> WHAT IS EXPECTED
Exactly repeat the full listing that follows.

> MATERIAL TO PROCESS
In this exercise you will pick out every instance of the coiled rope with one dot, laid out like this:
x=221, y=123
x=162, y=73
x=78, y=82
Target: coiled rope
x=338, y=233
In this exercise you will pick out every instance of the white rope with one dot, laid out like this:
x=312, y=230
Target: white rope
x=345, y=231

> FINAL RESULT
In this exercise you will pick out every instance of the coiled rope with one dot, laid out like this:
x=221, y=123
x=162, y=73
x=78, y=82
Target: coiled rope
x=338, y=233
In this exercise you will pick out every instance of the white rope with one dot, laid out like this:
x=312, y=230
Target: white rope
x=345, y=231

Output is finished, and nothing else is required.